=== EXERCISE INPUTS ===
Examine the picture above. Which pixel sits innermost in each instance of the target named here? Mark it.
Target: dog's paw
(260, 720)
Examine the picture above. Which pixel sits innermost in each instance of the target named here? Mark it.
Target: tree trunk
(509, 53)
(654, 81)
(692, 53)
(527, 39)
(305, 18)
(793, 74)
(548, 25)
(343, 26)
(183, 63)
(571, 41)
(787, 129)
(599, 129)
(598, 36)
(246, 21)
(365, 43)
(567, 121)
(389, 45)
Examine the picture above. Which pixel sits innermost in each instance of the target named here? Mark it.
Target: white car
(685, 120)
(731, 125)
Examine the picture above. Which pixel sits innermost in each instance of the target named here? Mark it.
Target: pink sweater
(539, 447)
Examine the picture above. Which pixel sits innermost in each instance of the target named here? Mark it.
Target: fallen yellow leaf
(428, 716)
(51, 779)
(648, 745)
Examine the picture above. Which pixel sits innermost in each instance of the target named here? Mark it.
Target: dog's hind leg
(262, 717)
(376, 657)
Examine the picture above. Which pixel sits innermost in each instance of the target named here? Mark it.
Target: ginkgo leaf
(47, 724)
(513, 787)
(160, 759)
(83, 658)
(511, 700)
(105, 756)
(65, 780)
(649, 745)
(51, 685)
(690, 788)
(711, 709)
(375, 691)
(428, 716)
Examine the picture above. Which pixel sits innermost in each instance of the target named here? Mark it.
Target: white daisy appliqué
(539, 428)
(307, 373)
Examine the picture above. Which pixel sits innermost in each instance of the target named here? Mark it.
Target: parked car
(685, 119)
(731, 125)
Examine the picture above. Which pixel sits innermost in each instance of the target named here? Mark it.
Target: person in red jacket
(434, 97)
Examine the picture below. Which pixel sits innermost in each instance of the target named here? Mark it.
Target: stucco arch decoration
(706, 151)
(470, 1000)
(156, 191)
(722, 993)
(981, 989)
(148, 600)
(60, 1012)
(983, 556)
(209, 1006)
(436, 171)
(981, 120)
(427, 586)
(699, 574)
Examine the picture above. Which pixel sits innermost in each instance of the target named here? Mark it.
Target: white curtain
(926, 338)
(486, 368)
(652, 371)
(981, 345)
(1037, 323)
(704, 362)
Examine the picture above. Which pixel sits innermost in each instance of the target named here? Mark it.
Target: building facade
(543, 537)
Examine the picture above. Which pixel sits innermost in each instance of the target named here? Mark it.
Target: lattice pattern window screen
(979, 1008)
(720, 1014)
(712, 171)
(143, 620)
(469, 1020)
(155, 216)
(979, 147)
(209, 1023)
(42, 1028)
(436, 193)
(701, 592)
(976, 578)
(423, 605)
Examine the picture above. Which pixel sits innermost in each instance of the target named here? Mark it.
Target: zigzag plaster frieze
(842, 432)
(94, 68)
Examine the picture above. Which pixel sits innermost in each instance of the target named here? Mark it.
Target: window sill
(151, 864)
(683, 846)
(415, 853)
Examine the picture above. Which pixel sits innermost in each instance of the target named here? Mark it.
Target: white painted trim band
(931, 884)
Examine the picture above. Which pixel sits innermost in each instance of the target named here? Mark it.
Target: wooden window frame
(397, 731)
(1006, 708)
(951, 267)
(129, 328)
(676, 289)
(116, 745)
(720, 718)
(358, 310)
===
WHAT YOU WILL DO ->
The full set of records is to be written out once more, word for word.

EXERCISE RESPONSE ->
Examine the picture above. Which pixel sits innermost in each instance of the target named here? Mark it.
Target: dog's paw
(260, 720)
Examine the picture above. Which pixel sits innermost in each instance of the target named here? Mark it.
Target: tree trunk
(509, 53)
(654, 81)
(692, 53)
(527, 39)
(305, 18)
(793, 74)
(548, 25)
(343, 26)
(183, 63)
(571, 41)
(787, 129)
(599, 129)
(598, 36)
(246, 21)
(365, 43)
(567, 121)
(389, 45)
Examine the picture above. Which pixel sits innermost in each instance of the target named here? Mark it.
Target: white car
(685, 120)
(731, 125)
Examine the picture above. Which pixel sits innermost in each instance of the target named here? Mark it.
Target: pink sweater
(539, 447)
Examine the picture above. Which pixel sits innermost in each instance of the target named here? Mark it.
Target: fallen yellow leaf
(428, 716)
(51, 779)
(648, 745)
Examine the picture above. Which pixel sits innermost in each instance of the target named here? Mark it.
Target: dog's hind leg
(262, 717)
(376, 657)
Examine the picture above. Which pixel sits innermost in each instance of the target named here? Mark it.
Target: ginkgo leaf
(47, 724)
(513, 787)
(160, 759)
(83, 658)
(511, 700)
(105, 756)
(65, 780)
(649, 745)
(51, 685)
(690, 788)
(711, 709)
(375, 691)
(428, 716)
Examine the picture above. Which pixel sits innermost in each instance of the target named here? Mark it.
Target: white daisy appliqué
(539, 428)
(307, 373)
Examine the picture above. Which pixel sits innermost in each instance of the target named here? Mark it.
Target: parked car
(685, 119)
(731, 125)
Examine the picture above. Which pixel sits innermost in each instance of the target named here? Mark it.
Target: person in red jacket
(434, 97)
Examine the picture below. Which pixel sits innermost in each instance of the target named here? Mark it.
Target: stucco arch decoration
(706, 151)
(470, 1000)
(156, 191)
(722, 993)
(981, 989)
(148, 600)
(60, 1012)
(983, 556)
(209, 1006)
(436, 171)
(981, 120)
(427, 586)
(699, 574)
Examine the picture above. Which pixel sits innermost in each instance of the target named here? Mark it.
Target: white curtain
(926, 338)
(486, 368)
(652, 371)
(981, 345)
(1037, 323)
(704, 362)
Examine the picture above. Which pixel sits innermost in each instance of the target named here? Mark it.
Target: building facade
(543, 537)
Examine the picture above. Which pixel sits innermost in each instance of the target named here? Mark it.
Target: lattice pattern window screen
(979, 1008)
(720, 1014)
(712, 171)
(143, 620)
(469, 1020)
(155, 216)
(979, 147)
(209, 1023)
(42, 1028)
(436, 193)
(701, 592)
(976, 578)
(423, 605)
Examine the picture above. Which pixel sits innermost in each instance of the target named here? Mark it.
Target: zigzag plaster frieze
(842, 432)
(94, 68)
Examine the picture above. Which pixel sits innermost in each instance of the target named here? Mark it.
Target: window sill
(151, 864)
(683, 846)
(415, 853)
Examine the picture above. Which pixel sits innermost in each instance of the target named here? Mark it.
Target: white painted trim band
(931, 884)
Examine the picture above. Which pixel sits innermost in each instance of the target named here? Mark it.
Target: wooden window frame
(397, 731)
(1006, 708)
(951, 267)
(129, 328)
(676, 289)
(116, 745)
(720, 718)
(358, 310)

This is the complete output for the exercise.